(Point-based annotation data)
____________
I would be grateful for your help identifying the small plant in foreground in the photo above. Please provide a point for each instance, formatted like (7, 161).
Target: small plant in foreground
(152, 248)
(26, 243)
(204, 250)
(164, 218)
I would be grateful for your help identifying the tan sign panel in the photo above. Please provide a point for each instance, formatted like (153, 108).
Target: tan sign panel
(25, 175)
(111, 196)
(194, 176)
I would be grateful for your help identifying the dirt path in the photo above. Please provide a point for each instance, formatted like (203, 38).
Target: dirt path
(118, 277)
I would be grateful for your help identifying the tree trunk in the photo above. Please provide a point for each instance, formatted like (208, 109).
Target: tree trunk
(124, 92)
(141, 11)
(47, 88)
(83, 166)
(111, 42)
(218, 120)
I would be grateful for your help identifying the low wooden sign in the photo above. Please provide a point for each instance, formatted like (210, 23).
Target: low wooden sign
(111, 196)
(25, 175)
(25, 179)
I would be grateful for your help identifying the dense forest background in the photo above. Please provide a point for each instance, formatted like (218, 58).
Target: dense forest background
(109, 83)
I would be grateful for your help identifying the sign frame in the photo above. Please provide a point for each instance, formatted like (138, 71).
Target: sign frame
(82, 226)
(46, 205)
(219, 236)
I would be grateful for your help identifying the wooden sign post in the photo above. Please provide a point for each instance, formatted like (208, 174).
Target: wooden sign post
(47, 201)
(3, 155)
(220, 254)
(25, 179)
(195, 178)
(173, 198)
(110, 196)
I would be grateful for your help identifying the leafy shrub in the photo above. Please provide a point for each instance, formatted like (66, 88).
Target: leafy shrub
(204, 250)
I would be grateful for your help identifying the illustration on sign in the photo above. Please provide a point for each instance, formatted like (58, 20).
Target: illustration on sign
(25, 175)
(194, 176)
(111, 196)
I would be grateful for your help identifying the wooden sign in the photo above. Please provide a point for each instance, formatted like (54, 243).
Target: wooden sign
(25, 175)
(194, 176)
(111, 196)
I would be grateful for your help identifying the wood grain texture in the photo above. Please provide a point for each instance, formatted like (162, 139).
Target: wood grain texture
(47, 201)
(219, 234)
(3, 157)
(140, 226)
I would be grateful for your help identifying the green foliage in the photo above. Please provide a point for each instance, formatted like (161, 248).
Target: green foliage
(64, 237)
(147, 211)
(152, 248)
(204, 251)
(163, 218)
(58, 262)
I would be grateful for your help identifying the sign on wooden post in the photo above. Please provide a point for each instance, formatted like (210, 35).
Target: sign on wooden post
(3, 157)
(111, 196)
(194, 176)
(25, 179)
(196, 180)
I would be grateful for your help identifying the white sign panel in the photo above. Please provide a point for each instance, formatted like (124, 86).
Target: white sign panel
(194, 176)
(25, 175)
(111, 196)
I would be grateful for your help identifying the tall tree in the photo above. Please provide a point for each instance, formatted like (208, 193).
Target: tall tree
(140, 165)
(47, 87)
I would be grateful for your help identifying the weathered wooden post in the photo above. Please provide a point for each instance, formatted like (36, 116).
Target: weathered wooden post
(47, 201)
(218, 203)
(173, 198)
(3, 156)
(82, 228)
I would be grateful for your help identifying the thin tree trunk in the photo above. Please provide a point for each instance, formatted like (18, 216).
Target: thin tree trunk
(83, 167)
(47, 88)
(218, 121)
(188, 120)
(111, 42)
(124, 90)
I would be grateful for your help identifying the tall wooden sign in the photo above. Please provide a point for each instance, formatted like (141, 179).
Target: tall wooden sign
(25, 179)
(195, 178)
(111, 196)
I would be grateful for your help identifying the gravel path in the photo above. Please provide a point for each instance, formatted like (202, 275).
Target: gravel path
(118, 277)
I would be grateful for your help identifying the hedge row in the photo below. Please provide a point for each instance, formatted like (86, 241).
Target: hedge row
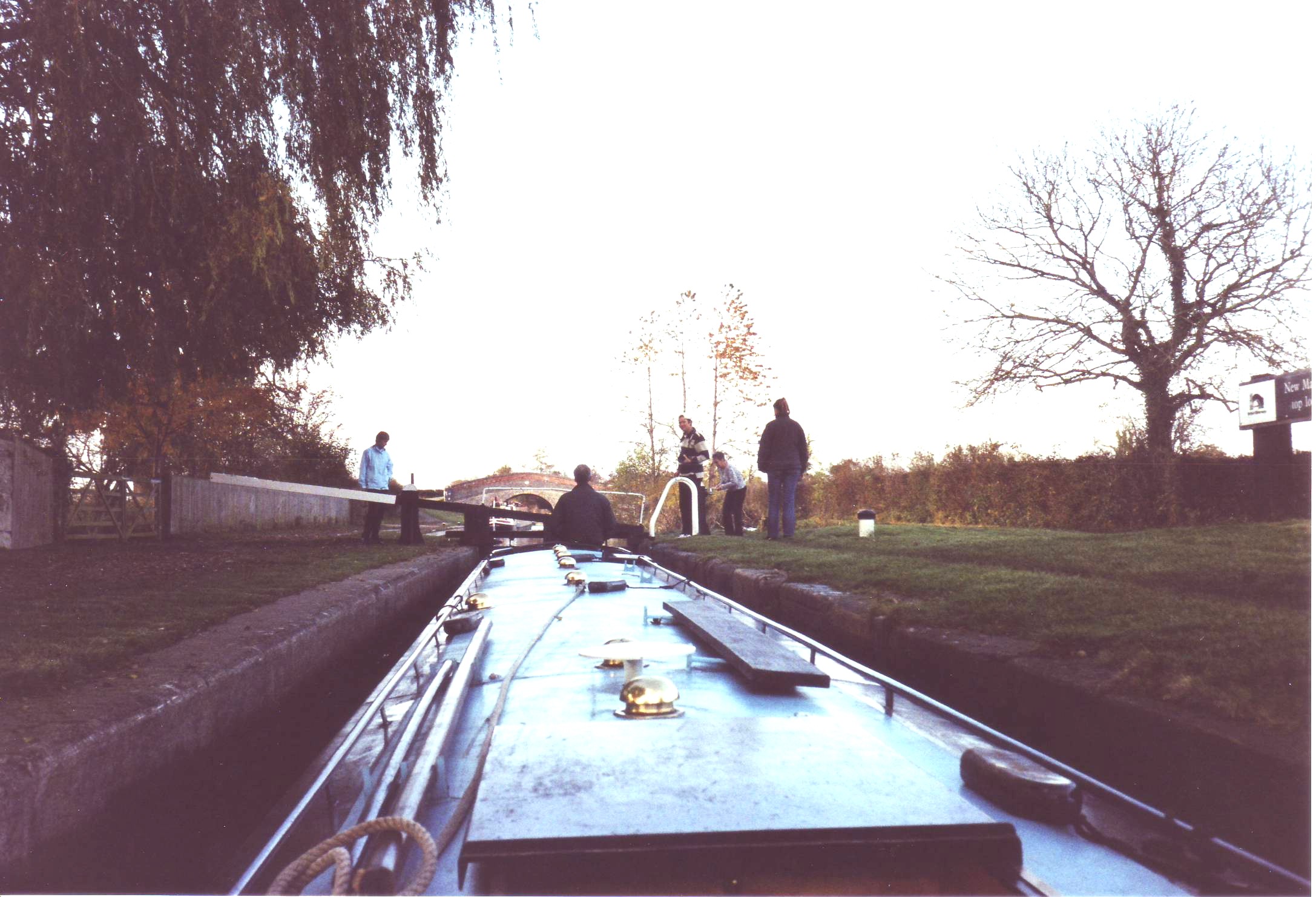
(982, 485)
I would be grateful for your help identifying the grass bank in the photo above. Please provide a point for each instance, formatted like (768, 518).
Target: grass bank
(1214, 618)
(81, 610)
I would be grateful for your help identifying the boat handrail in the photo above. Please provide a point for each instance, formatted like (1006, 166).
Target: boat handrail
(694, 502)
(982, 729)
(564, 489)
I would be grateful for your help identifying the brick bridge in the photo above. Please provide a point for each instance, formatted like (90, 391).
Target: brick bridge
(533, 492)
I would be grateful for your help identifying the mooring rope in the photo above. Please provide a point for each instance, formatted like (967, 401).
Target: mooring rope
(331, 851)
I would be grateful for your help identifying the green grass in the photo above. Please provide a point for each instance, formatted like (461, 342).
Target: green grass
(76, 612)
(1212, 618)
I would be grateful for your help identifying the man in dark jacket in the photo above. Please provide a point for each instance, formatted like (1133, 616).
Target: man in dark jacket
(582, 514)
(783, 454)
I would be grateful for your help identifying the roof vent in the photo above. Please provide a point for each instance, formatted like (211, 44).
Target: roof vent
(649, 697)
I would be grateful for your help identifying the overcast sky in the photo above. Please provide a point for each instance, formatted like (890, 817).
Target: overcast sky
(611, 156)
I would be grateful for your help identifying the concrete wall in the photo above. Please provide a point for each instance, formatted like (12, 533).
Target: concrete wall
(200, 505)
(27, 495)
(93, 743)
____________
Only the lines from the one containing "I would be grateful for your help identifying the grass" to the end of the listing belong in the output, each reproduced exactly.

## Result for this exercise
I would be grateful for your help identifying the grass bank in the photo above. Please provide a point for each instance, formatted like (768, 518).
Target: grass bank
(1214, 618)
(81, 610)
I would be grateful for your help identifying the boat handrail in the photo above. Please provide a point for each instance, formatted like (1006, 166).
Target: boat handrail
(694, 502)
(982, 729)
(564, 489)
I would be grateful for your help identifying the brick bridge in the photo above. Please provide a point for each instance, formatted like (90, 391).
Target: brick bridge
(533, 492)
I would be grateful for your help identifying the mooring rope in the photo above. Please provide a point for each instance, formatted like (967, 401).
Target: mooring rope
(331, 851)
I would be grateful for your help identifying the green grass in the photo above. Please provide a point for each instance, formatted like (461, 342).
Target: green grass
(76, 612)
(1212, 618)
I would be grateful for your help identifying the man in dark jacket in the photo above. Please provide a point for each instance, formatted like (1133, 616).
Target: man in dark jacket
(582, 514)
(783, 454)
I would be grateful for your help identifying the roof vent in the photo above. Please provide a point for each instance, formatted like (211, 44).
Target: roof vent
(649, 697)
I would be grateful for your help identifying the overcast sky in the photo above. Please provide a point for each instance, formatted like (890, 817).
Target: overcast sky
(611, 156)
I would be grateful for your help identifying the concrete wall in the photo above. Please provide a point for each instance, formatted like (12, 533).
Target: concrete wall
(200, 505)
(27, 495)
(93, 743)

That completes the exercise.